Please repeat every record exactly, leaving out any pictures.

━━━ Data extracts

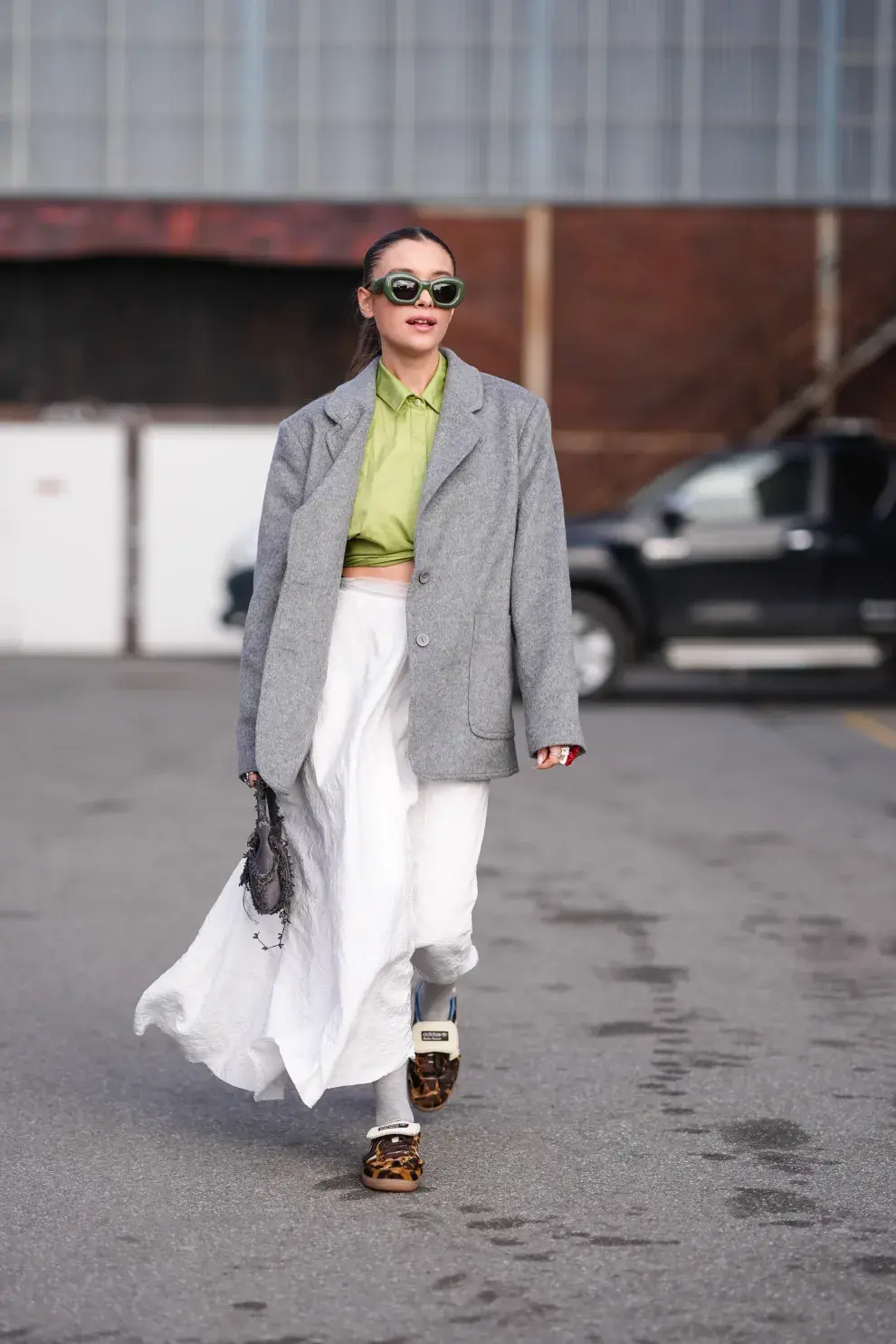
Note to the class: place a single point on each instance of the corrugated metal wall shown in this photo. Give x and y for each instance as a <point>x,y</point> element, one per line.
<point>474,101</point>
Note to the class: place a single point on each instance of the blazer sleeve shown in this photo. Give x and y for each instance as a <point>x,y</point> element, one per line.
<point>540,604</point>
<point>282,495</point>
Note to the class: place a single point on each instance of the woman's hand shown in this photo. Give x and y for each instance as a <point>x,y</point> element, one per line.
<point>548,757</point>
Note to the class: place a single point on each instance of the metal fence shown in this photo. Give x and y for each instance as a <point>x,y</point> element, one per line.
<point>474,101</point>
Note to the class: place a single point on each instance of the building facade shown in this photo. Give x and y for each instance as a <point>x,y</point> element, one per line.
<point>187,187</point>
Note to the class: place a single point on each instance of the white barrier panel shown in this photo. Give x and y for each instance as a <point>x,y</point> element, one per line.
<point>62,538</point>
<point>202,490</point>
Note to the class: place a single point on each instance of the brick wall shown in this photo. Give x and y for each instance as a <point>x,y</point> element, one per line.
<point>677,329</point>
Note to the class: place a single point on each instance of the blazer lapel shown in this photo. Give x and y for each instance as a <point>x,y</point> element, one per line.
<point>458,432</point>
<point>349,406</point>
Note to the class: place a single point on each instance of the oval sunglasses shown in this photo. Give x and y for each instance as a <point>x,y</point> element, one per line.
<point>402,288</point>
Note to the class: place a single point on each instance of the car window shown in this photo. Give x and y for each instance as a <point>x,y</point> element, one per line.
<point>859,480</point>
<point>661,487</point>
<point>766,482</point>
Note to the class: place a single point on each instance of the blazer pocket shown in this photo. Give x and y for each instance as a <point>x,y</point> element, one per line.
<point>491,686</point>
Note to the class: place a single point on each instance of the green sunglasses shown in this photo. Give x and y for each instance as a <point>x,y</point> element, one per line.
<point>402,288</point>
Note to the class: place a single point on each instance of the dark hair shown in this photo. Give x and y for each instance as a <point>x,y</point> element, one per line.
<point>368,340</point>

━━━━━━

• _Task result_:
Note to the class: place a single point on each instance of the corrugated metal wall shown in this photo. Give x and y for each instance as a <point>x,y</point> element, one per line.
<point>474,101</point>
Note to the class: place a single point on each instance of the blazer sleeve shown in this photo. Give x and y for each instance as a <point>x,y</point> element, one per line.
<point>540,604</point>
<point>282,495</point>
Note to the class: place a single point on each instance of the woman's hand shown in this photo. Give x and y for each instance as a <point>x,y</point> element, one per line.
<point>548,757</point>
Note to the class: place a single point on each instance of the metal fence shown in this photo. Give x and y for each instance as a <point>x,y</point> element, one per line.
<point>474,101</point>
Note to the class: place a single point on each instance of the building facade shown in this photo. Give x and y for each instance as a <point>x,y</point> element, one per line.
<point>187,187</point>
Note to the class: place a single point on each instance of the white barrier panel shown in this photo. Give x and y for each instance as a <point>x,y</point> element, one per line.
<point>62,538</point>
<point>202,490</point>
Note to the class: place a single point on each instance of the brick wall shown in this photo. Give x and y for each instance as a <point>x,y</point> element, one per line.
<point>677,329</point>
Note to the class: place a single point on each instance of the blazer lapel shown in this photo. Give x and y for each instance as a <point>x,y</point> element, one per line.
<point>458,432</point>
<point>349,406</point>
Note to the class: place a single point on each instance of the oval sunglasses shown in this photo. Give x and y for each instance as a <point>x,y</point> element, one per line.
<point>402,288</point>
Note to the class: place a single point on each instance of the car window shown in this photo. Give x and y for each instance as a <point>x,y</point> element, one per line.
<point>859,480</point>
<point>661,487</point>
<point>766,482</point>
Note to the class: place a single point on each instance of the blazer pocket shown in this photo. Give x and y for each instance as a <point>x,y</point> element, one per line.
<point>491,686</point>
Note to the class: place a single point on each instance of the green sunglasses shown in this photo. Give x and y for each instance as a <point>x,y</point> element, one per line.
<point>402,288</point>
Note to the class: place a single point on each instance of the dark hair shown in this photo. Give x and y for each instance as a <point>x,y</point> element, one per line.
<point>368,340</point>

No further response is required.